▶ PROBLEM TO WORK ON:
Please return only the lines from the one holding "Target: white banner" through the one holding "Target: black coat", exactly as they appear in the records below, both ends included.

▶ SOURCE MATERIAL:
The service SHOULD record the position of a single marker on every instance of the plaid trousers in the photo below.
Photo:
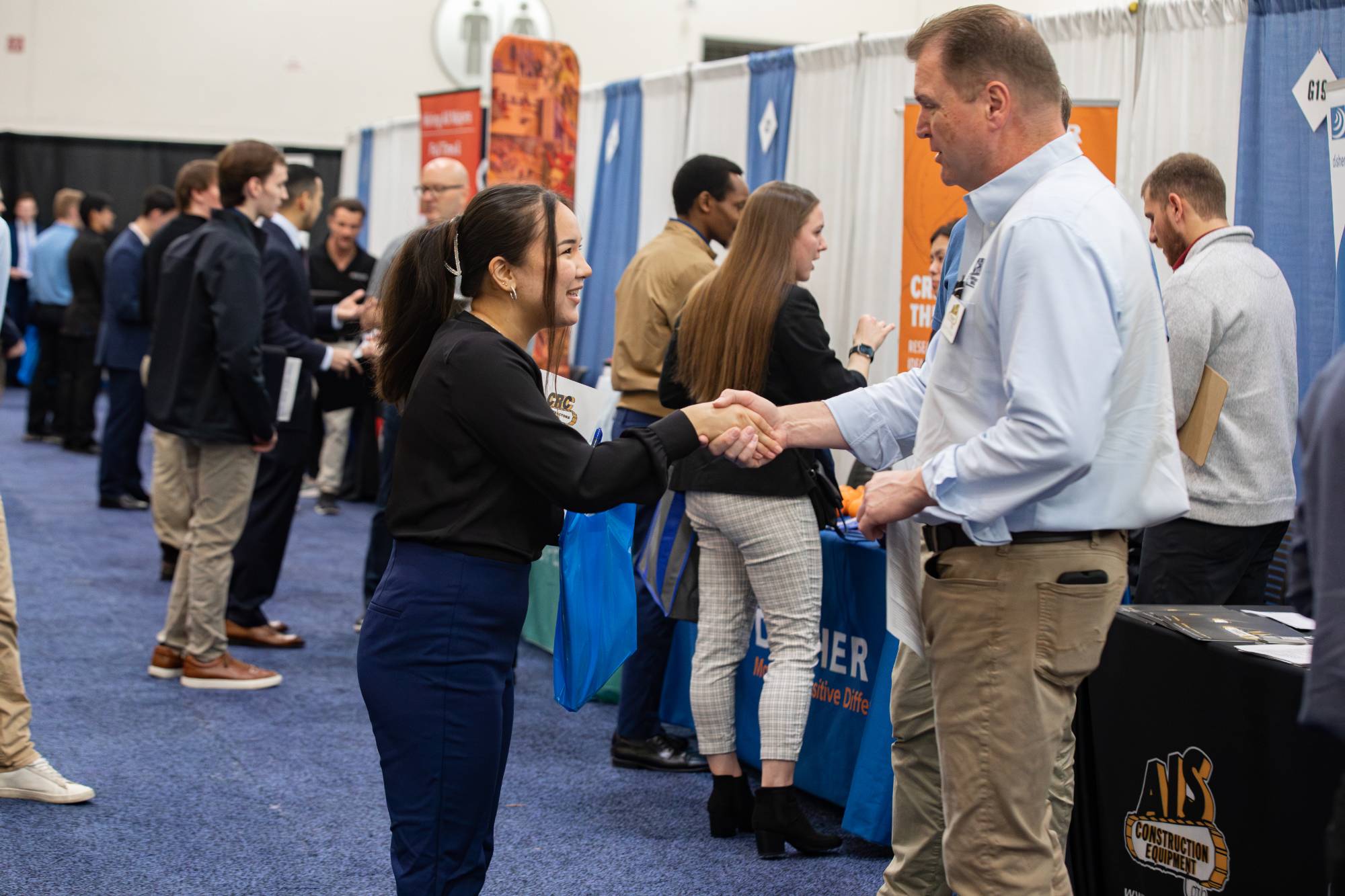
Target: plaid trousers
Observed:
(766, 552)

* * *

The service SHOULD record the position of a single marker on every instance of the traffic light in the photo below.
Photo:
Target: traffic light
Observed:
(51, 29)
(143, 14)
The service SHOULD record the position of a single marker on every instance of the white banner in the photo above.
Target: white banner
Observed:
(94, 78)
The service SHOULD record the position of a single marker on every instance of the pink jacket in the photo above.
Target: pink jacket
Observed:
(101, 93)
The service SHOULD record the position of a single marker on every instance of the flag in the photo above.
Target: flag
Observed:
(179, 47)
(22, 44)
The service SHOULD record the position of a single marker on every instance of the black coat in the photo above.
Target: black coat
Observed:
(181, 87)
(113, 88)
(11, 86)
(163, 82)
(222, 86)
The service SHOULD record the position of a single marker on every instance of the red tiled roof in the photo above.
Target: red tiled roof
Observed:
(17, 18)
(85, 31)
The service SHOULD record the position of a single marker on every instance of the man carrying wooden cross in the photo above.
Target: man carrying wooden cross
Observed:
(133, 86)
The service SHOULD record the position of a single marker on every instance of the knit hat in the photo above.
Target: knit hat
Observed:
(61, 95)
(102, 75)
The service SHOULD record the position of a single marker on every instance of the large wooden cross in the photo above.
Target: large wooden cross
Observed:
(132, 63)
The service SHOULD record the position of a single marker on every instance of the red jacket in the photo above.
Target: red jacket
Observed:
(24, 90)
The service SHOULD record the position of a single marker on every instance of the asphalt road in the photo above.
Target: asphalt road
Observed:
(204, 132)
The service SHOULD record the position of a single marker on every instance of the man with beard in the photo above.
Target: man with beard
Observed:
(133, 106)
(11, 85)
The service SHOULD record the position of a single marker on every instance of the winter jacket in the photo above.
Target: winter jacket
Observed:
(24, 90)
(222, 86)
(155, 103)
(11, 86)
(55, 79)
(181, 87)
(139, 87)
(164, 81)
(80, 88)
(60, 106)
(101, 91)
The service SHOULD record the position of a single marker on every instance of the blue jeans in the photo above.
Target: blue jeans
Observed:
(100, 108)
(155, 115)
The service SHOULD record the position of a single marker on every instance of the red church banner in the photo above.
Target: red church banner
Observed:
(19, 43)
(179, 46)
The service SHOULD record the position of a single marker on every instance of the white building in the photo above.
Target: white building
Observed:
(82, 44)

...

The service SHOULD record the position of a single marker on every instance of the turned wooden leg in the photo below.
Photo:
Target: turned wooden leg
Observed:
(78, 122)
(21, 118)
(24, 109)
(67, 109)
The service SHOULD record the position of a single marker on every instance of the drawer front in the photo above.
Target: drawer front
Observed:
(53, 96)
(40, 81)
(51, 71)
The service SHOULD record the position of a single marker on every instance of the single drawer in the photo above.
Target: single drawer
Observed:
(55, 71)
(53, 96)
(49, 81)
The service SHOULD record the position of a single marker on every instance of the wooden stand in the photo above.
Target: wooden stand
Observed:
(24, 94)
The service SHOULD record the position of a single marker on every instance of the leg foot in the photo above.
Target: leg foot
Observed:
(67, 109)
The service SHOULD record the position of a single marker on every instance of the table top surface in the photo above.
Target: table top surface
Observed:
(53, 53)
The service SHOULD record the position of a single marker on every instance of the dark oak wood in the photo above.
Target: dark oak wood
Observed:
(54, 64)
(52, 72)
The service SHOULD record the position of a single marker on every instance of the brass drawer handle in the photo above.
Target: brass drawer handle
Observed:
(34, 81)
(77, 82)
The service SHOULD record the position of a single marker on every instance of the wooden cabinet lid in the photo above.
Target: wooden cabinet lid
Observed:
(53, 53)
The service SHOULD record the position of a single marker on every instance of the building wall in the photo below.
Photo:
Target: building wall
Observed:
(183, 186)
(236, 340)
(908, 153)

▶ ANSWER FOR THIS EXERCISE:
Target: white banner
Observed:
(94, 78)
The service SHOULD record the position of a single marker on every instance of the pink jacket in the photo above.
Target: pink jacket
Observed:
(101, 93)
The service SHOULD record the position of a single marker on every instance of the flag in the photo above.
Target: flag
Observed:
(179, 47)
(22, 44)
The service SHOULD record the position of a single marker on every instance of the black coat in the photo above.
Target: black coat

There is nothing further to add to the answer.